*Task directions*:
Return verbatim all lines from the first one in the records to the line with "For QA review: verify that every autumn", both ends kept.

(Data entries)
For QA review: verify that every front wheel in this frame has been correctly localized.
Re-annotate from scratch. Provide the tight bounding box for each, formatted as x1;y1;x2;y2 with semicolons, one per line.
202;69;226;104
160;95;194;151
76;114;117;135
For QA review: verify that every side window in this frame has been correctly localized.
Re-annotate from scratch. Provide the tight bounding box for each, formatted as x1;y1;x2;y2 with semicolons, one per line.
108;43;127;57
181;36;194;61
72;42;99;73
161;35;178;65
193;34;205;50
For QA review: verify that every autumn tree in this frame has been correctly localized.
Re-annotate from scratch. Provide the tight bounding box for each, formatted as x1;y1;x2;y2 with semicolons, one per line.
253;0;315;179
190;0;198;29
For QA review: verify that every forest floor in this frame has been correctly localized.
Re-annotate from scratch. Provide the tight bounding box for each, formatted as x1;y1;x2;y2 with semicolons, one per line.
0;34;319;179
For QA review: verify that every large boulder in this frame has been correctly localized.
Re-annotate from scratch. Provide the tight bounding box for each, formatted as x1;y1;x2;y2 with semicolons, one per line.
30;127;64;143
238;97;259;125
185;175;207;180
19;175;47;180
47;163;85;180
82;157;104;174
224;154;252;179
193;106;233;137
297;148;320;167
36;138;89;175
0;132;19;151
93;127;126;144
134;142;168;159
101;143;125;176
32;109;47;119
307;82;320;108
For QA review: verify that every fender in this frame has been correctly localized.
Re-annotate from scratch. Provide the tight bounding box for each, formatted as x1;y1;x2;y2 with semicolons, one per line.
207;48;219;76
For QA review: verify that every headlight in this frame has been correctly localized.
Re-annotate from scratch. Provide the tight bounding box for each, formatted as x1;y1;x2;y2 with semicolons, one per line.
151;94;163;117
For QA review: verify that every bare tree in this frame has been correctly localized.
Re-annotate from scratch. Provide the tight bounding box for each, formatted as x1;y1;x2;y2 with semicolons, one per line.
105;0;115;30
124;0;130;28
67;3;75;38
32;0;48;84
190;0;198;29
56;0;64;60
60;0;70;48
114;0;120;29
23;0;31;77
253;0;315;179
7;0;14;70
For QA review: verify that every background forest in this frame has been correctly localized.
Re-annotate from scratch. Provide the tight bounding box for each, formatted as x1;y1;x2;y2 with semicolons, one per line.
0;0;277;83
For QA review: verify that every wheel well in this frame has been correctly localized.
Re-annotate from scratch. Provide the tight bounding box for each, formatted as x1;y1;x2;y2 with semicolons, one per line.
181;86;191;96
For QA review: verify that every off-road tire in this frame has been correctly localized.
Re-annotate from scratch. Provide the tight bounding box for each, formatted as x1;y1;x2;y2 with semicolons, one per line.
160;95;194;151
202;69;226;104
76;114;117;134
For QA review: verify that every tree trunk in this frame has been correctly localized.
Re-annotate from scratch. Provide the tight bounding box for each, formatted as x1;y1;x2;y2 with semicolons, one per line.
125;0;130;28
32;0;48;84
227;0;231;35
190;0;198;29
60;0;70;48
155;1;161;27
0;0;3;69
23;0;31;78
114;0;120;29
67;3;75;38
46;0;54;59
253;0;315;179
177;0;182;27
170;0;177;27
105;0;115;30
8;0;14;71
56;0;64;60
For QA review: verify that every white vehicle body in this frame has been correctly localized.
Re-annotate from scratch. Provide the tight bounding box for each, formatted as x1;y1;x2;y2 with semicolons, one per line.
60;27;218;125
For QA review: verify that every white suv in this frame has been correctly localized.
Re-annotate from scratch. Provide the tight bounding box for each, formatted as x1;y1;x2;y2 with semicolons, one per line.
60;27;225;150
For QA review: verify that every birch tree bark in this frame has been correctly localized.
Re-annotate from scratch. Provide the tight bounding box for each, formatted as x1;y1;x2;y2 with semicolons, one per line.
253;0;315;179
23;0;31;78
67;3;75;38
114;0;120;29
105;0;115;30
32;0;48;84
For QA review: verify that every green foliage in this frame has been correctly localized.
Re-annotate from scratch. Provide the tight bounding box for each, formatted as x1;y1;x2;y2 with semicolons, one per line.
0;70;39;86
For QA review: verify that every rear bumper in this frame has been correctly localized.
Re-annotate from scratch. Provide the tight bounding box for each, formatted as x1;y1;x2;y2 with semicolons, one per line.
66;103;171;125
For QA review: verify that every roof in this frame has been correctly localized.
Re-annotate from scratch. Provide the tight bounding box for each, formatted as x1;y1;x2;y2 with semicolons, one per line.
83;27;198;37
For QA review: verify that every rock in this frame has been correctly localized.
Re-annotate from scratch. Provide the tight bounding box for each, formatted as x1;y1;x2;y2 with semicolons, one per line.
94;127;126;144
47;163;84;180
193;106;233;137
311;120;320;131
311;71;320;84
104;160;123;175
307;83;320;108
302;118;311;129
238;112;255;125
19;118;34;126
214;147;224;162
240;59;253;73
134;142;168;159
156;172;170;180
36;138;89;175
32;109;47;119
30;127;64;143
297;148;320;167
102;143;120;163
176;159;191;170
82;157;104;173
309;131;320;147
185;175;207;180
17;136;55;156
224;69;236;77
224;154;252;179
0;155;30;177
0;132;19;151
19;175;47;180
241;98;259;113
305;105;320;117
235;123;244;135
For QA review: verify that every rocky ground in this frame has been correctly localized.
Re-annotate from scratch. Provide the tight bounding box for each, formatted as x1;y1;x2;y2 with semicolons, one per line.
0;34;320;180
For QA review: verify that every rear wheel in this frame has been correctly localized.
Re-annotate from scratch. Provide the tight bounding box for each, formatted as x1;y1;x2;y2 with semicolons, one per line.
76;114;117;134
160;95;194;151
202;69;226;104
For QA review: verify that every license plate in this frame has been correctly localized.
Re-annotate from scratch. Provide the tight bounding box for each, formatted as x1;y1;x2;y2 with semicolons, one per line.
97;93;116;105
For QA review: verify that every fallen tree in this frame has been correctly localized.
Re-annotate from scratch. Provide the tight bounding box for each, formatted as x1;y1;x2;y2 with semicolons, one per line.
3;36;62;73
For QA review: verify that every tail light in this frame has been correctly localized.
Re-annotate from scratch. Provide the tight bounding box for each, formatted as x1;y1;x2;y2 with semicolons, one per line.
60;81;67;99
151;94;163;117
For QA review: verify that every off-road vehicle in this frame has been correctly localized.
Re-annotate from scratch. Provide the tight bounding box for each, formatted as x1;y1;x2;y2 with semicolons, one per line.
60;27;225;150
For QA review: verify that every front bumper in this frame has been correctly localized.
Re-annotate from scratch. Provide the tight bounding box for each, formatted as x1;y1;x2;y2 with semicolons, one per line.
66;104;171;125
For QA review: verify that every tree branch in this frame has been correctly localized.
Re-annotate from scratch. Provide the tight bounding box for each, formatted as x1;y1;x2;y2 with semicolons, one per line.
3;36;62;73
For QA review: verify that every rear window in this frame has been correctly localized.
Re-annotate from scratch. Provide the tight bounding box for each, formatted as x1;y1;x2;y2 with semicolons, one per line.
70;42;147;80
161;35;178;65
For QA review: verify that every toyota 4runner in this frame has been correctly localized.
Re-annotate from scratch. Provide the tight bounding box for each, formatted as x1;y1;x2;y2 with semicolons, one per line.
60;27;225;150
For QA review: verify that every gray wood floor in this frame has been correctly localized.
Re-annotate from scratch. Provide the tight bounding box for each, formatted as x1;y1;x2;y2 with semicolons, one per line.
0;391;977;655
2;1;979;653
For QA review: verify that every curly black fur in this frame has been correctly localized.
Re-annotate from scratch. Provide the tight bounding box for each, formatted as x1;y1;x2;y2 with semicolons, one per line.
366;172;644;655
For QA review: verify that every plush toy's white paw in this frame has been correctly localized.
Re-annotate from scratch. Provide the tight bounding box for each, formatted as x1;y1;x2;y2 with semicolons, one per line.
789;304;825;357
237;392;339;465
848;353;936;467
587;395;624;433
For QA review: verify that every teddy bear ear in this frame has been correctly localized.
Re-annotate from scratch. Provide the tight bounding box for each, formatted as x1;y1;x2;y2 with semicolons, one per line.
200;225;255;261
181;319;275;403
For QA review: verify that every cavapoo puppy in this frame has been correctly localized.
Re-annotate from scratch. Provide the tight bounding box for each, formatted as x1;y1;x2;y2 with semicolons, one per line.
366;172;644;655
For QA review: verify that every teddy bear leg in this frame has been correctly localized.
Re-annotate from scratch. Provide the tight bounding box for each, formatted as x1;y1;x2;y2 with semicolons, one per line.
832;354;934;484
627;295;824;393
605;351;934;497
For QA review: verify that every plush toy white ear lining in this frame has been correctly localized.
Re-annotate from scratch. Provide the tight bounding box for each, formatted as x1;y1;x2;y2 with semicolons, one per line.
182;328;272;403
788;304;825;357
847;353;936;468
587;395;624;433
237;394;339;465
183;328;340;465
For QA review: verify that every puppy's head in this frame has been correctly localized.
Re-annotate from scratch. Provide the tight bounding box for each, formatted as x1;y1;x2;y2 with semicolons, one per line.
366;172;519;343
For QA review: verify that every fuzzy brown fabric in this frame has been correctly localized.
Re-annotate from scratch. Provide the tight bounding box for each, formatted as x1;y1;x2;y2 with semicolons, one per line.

*Exercise solution*:
For QA review: verify that every front wheel in this frame has been correctly localized.
Re-annotate from scratch. Provide the tight bounding box for each, formatted as x1;y1;x2;y2 with semicolons, one per line.
202;69;226;104
160;95;194;151
76;114;117;135
For QA review: verify that every side window in this frame has been correctly localized.
Re-annotate from scratch. Provide the tight bounding box for each, formatted as x1;y1;x2;y2 with semicolons, one per line.
108;43;127;57
181;36;194;61
72;42;99;73
161;35;178;65
193;34;205;50
For QA review: verify that every autumn tree in this frame has been correctly localized.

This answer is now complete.